> _Material for this exercise_:

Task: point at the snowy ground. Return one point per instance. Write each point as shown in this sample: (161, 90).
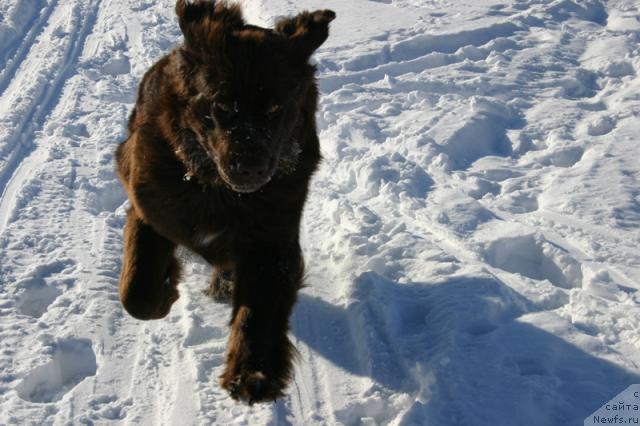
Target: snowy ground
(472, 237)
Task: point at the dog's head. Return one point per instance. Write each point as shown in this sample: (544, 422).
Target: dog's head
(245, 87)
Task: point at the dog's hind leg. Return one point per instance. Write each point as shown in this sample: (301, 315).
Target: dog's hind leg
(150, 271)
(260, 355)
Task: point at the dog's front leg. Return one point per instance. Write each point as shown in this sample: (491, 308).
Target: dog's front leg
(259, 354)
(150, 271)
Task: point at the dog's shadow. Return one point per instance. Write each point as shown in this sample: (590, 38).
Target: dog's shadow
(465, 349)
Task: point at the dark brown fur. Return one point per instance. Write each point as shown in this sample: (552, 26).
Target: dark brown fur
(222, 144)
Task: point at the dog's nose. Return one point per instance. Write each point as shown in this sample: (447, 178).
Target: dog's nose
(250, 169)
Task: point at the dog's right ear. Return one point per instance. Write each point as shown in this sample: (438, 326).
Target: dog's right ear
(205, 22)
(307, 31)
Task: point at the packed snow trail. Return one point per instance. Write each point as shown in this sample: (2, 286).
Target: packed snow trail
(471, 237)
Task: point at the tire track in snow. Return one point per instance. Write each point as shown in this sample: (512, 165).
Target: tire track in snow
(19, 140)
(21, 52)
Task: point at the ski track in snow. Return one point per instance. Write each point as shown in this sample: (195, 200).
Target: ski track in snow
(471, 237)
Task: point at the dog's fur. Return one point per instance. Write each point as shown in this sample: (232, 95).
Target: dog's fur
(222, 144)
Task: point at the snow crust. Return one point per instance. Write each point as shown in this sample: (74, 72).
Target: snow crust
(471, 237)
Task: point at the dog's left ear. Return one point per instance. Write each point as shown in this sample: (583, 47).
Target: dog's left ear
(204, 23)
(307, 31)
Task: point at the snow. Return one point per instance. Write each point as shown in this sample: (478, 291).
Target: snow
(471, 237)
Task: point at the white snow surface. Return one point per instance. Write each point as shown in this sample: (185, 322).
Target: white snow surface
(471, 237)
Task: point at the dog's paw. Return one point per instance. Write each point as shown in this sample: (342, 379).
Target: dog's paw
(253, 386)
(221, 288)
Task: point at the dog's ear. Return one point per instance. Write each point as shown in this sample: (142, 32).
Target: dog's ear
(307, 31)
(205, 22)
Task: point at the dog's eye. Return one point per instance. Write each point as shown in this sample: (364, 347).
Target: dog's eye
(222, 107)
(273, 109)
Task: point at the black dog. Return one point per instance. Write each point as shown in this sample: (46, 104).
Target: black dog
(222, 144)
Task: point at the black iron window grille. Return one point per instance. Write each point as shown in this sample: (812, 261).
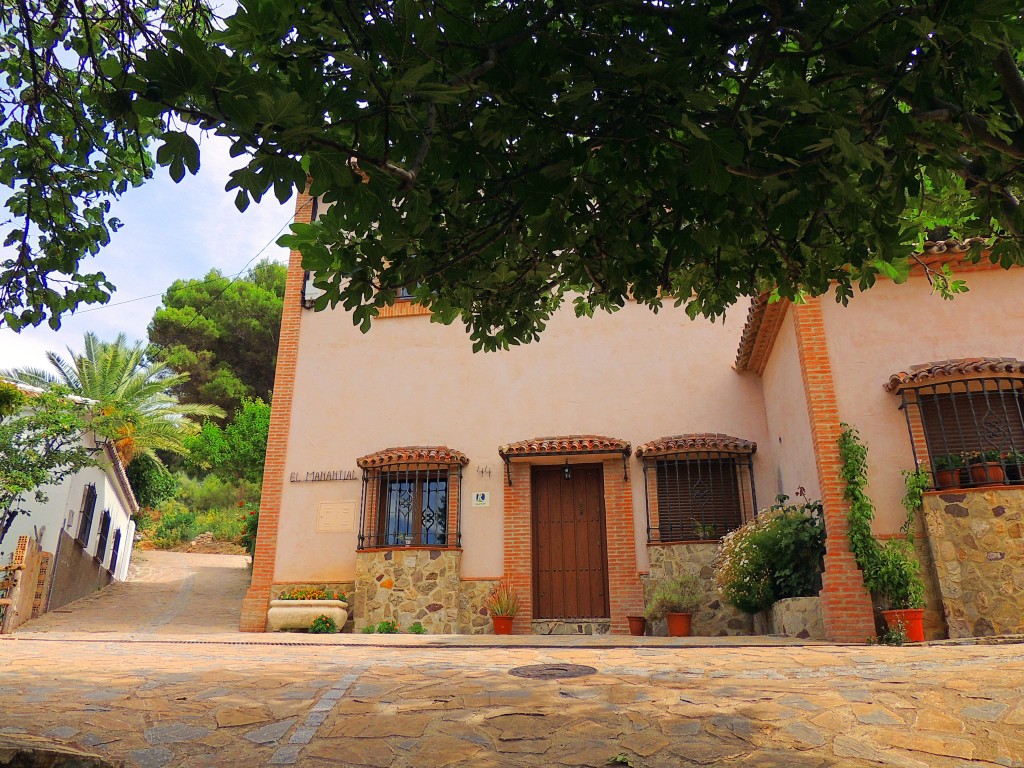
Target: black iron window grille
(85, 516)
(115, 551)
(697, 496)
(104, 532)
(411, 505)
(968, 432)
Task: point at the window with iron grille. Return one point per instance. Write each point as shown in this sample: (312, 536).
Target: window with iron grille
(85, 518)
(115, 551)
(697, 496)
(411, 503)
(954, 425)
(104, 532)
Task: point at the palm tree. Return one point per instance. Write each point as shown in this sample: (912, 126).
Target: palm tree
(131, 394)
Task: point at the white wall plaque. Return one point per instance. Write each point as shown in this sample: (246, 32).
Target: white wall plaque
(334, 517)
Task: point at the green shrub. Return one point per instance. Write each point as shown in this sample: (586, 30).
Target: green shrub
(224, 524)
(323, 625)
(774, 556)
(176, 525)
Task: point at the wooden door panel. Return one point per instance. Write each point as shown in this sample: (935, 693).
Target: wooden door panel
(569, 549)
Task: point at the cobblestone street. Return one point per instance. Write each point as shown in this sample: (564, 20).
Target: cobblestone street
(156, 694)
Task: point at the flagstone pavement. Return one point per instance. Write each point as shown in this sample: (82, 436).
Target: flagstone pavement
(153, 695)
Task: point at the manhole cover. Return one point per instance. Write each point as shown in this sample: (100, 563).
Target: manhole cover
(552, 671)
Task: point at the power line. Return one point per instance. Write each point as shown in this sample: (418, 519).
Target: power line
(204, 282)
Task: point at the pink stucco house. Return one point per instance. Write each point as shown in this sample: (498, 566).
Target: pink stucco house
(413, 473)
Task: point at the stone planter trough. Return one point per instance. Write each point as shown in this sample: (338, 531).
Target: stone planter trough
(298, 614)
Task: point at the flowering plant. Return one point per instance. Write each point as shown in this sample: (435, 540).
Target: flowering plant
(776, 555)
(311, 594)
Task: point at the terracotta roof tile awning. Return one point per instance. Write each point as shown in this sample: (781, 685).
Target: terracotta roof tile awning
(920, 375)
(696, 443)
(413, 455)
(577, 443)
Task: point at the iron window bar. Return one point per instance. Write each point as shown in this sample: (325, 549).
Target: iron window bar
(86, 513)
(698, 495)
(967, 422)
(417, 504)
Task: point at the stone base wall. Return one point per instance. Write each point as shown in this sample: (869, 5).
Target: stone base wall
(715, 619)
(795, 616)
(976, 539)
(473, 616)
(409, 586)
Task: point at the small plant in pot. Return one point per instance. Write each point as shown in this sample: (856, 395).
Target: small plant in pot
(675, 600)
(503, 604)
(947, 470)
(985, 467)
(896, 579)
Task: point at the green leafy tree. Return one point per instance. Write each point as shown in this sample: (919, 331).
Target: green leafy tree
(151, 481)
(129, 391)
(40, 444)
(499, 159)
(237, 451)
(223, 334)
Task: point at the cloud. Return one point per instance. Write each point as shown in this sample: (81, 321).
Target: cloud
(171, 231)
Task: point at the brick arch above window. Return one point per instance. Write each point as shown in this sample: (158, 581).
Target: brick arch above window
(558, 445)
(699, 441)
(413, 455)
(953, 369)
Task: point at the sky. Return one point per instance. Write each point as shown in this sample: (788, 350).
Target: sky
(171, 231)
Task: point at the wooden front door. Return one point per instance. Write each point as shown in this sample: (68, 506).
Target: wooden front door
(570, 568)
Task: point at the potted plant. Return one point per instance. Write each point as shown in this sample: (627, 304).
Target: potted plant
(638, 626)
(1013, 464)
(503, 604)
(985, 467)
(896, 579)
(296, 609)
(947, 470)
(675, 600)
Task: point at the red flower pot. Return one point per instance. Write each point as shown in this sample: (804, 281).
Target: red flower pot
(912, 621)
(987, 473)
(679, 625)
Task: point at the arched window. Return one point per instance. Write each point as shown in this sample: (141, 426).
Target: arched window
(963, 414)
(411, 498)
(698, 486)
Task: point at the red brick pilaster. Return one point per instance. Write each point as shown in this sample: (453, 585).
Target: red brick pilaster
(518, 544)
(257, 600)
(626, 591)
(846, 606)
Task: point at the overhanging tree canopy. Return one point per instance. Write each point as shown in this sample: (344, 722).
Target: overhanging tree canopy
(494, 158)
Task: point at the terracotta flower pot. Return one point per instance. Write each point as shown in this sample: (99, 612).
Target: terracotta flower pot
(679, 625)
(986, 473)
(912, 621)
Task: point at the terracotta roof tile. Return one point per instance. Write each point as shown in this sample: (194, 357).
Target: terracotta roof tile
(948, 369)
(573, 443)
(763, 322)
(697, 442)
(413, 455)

> _Problem details_:
What you hand back should match the listing exactly, except that no pictures appear.

> _Result of this exercise_:
Task: point at the snowy ground. Return one point per instance. Write each point as shown in this sample: (161, 90).
Target: snowy ground
(472, 237)
Task: point at the dog's head. Return one point per instance. Write each point as shown in this sample: (544, 422).
Target: dog's head
(245, 87)
Task: point at the dog's hind leg. Return one point per instance. Write each point as shown in this sample: (301, 315).
Target: dog's hind leg
(150, 271)
(260, 355)
Task: point at the dog's front leg. Return one point per instance. Write each point as shown in this sample: (491, 308).
Target: dog's front leg
(259, 354)
(150, 271)
Task: point at the dog's shadow. Return one point per instance. Write each point as shown in this sample: (590, 38).
Target: dog's shadow
(465, 349)
Task: point at the dark brown fur. Return one point per instance. Write each point as shown in this sample: (552, 26).
Target: dark brown fur
(222, 144)
Task: point at the dog's nose. Return one point per instance. Write each point as shown in this sample: (447, 178).
Target: dog's nose
(250, 169)
Task: point at the dog's right ear. Return one point per instance. Write each point as shown in this sample: (438, 326).
Target: dog's right ear
(205, 22)
(307, 31)
Task: point at the packed snow trail. Return one point per instance. Write each point as shown in this sample: (2, 286).
Target: packed snow trail
(471, 237)
Task: point at the tire track in snow. Return one point per instance. Write each point as shown in this sample: (512, 165).
Target: tire track in snow
(19, 140)
(21, 52)
Task: point at the ski track in snow. Return one point per instance. Write each point as shown in this sample: (195, 200).
Target: ski track in snow
(471, 237)
Task: point at the dog's fur. Return one point per instance. Write each point as shown in this sample: (232, 95).
Target: dog's fur
(222, 144)
Task: point at the snow crust. Return one point per instance. Write each point as shown in this sample: (74, 72).
Target: snow crust
(471, 237)
Task: point at the dog's left ear. Return one point per instance. Write each point as shown in this sample: (583, 47).
Target: dog's left ear
(204, 23)
(307, 31)
Task: point at the snow. Return one point per instance. Write each point as shown in this sample: (478, 291).
Target: snow
(471, 237)
Task: point at the white snow surface. Return one point per instance. Write each point as shown in this sample: (185, 322).
Target: white snow surface
(471, 237)
Task: point at the dog's paw. Return one point per instance. Write each point as shown in this sample: (342, 379).
Target: dog's paw
(253, 386)
(221, 288)
Task: point at the dog's ear. Return one point per instance. Write each point as shown in this sample: (142, 32).
Target: dog's ear
(307, 31)
(205, 22)
Task: point at the dog's eye. Return one point per instance. Write each point as shown in this sample: (364, 347).
Target: dog's eye
(222, 107)
(273, 109)
Task: point at the black dog. Return one point per instance. Write each point as shown in this sample: (46, 104).
Target: black dog
(222, 144)
Task: point at the black iron window grille. Return one point per instance. Write each point as shown in this sample: (812, 261).
Target: black iron window grille
(85, 516)
(115, 551)
(697, 496)
(104, 532)
(411, 505)
(968, 432)
Task: point at the window with iron grille. Return one point per instance. Write each point as shown in this sample: (312, 536).
Target: window with iron grille
(85, 518)
(115, 551)
(697, 496)
(411, 503)
(954, 425)
(104, 532)
Task: point at the palm tree. Return one point per instance. Write each point as shown in this sample: (912, 126).
Target: palm tree
(131, 394)
Task: point at the white wall plaque. Return one point per instance. Write each point as shown in this sample: (246, 32).
Target: white wall plaque
(334, 517)
Task: point at the green shrub. Return one point per instance. Write each point as shown in this sample: (586, 30).
Target: green shrub
(224, 524)
(323, 625)
(774, 556)
(176, 525)
Task: point at the wooden door panel. Return one point per instance. Write each point as shown in this sample: (935, 693).
Target: wooden door panel
(569, 549)
Task: point at the cobblestone street. Return one point per instance. Write each point as shown in this sample: (564, 20).
Target: cobblestone street
(156, 694)
Task: point at the flagstone pavement. Return one point per instance. Write each point as shown in this sample: (82, 436).
Target: flagstone pavement
(153, 695)
Task: point at the manhole cover. Return one point per instance. Write each point as shown in this sample: (100, 563).
Target: manhole cover
(552, 671)
Task: point at the power line. Return one point per instance. Write each point as shown in this sample: (418, 519).
Target: power line
(204, 282)
Task: point at the pink stucco house. Return one point per instance. Write each point as shown in this sample: (498, 566).
Target: pink stucco house
(413, 473)
Task: point at the stone planter trough. Return one point per instance. Write each point as shown in this sample: (338, 531).
Target: stone planter trough
(298, 614)
Task: point at the flowering plant. Return one point per instance. Write each point as shown in this sample: (435, 540).
Target: flowering plant
(776, 555)
(311, 594)
Task: point at the terracotta roof tile awning. Return one point per instance. Write each point as shown in this sample: (781, 685).
Target: terracotta roof tile awning
(920, 375)
(696, 443)
(413, 455)
(577, 443)
Task: point at the iron window bar. Return one point per instance. Write each point as shown in this sample: (325, 549).
Target: iron window bar
(86, 513)
(698, 495)
(967, 422)
(417, 504)
Task: point at the stone base wall. Return one point per instance. Write each point as shown in this sample: (869, 5).
Target: stone base wall
(715, 619)
(795, 616)
(976, 539)
(473, 616)
(409, 586)
Task: point at the small plant in pot. Return one point per instance. Write each point as shown in this sample: (856, 395).
Target: small plant in pot
(675, 600)
(503, 604)
(947, 470)
(985, 467)
(896, 579)
Task: point at the green leafy tree. Return one point per instance. Write each point as shown in this sample: (919, 331).
Target: green leafy tree
(151, 481)
(129, 391)
(40, 444)
(499, 159)
(237, 451)
(223, 334)
Task: point at the cloud. Return one point per instance. Write each point as shown in this sample: (81, 321).
Target: cloud
(171, 231)
Task: point at the brick arch above window. Return one point per instance. Write each point as shown in this sample: (158, 581).
Target: brick arch above window
(558, 445)
(699, 441)
(413, 455)
(953, 369)
Task: point at the sky. Return one point per instance. Write each point as shown in this sample: (788, 350).
Target: sky
(171, 231)
Task: point at the wooden front door. Return one point per instance. Write each point as shown in this sample: (68, 506).
Target: wooden front door
(570, 568)
Task: point at the potted plant. Return one point per instance. Write each point as shown in this sample: (627, 304).
Target: potted plant
(638, 626)
(1013, 464)
(503, 604)
(985, 467)
(896, 579)
(296, 609)
(947, 470)
(675, 600)
Task: point at the red flower pot. Return one point per instance. Write each point as shown in this sample: (804, 281).
Target: red flower pot
(912, 621)
(987, 473)
(679, 625)
Task: point at the arched window. Return one point per instance. Write each point as shown in this sample: (141, 426).
Target: arched window
(963, 414)
(411, 498)
(698, 486)
Task: point at the red brick pilaster. Return one point per instance. Write each point as shown in this sample: (453, 585).
Target: red brick pilaster
(518, 544)
(257, 600)
(626, 591)
(846, 606)
Task: point at the overhanging tree canopy. Return one point per instance. Write each point as shown in this sample: (344, 722).
Target: overhanging tree canopy
(494, 158)
Task: point at the terracotta flower pot. Return one point per instance. Write each point as shown in this sample: (99, 612).
Target: terracotta flower pot
(679, 625)
(986, 473)
(912, 621)
Task: point at the terracotta roof tile. Return one point per instance. Write each point as shown in this sample: (194, 357).
Target: terracotta roof tile
(948, 369)
(573, 443)
(763, 322)
(697, 442)
(413, 455)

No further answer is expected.